# [What you are asked to do]
Can you render the material below as a Markdown table with the columns "Row" and "Text", numbering each line in order, skipping blank lines, and omitting the pictures?

____ Information provided

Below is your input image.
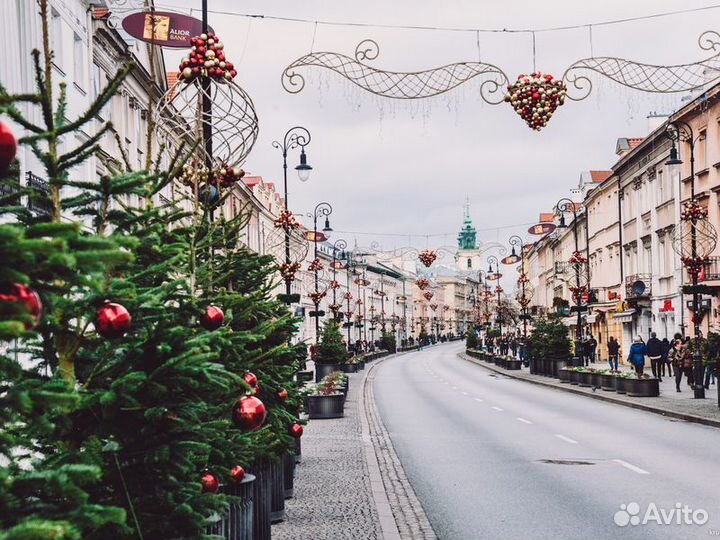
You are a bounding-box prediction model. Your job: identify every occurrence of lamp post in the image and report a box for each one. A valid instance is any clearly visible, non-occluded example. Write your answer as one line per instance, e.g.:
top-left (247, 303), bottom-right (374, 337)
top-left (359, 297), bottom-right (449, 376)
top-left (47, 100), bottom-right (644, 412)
top-left (308, 202), bottom-right (332, 345)
top-left (272, 126), bottom-right (312, 297)
top-left (556, 198), bottom-right (583, 366)
top-left (508, 235), bottom-right (527, 339)
top-left (665, 120), bottom-right (706, 399)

________

# [Task result]
| Row | Text |
|---|---|
| 1 | Below is your input image. |
| 2 | You are a bounding-box prediction model. Your job: identify every occurrence of lamp post in the image and report a box for each one. A valid instance is any clearly visible, non-occluded example. Write your answer as one line per instance, e.g.: |
| 3 | top-left (247, 303), bottom-right (374, 337) |
| 4 | top-left (359, 297), bottom-right (449, 376) |
| 5 | top-left (47, 100), bottom-right (644, 412) |
| 6 | top-left (308, 202), bottom-right (332, 345) |
| 7 | top-left (272, 126), bottom-right (312, 297) |
| 8 | top-left (556, 198), bottom-right (583, 366) |
| 9 | top-left (508, 235), bottom-right (527, 339) |
| 10 | top-left (665, 120), bottom-right (706, 399) |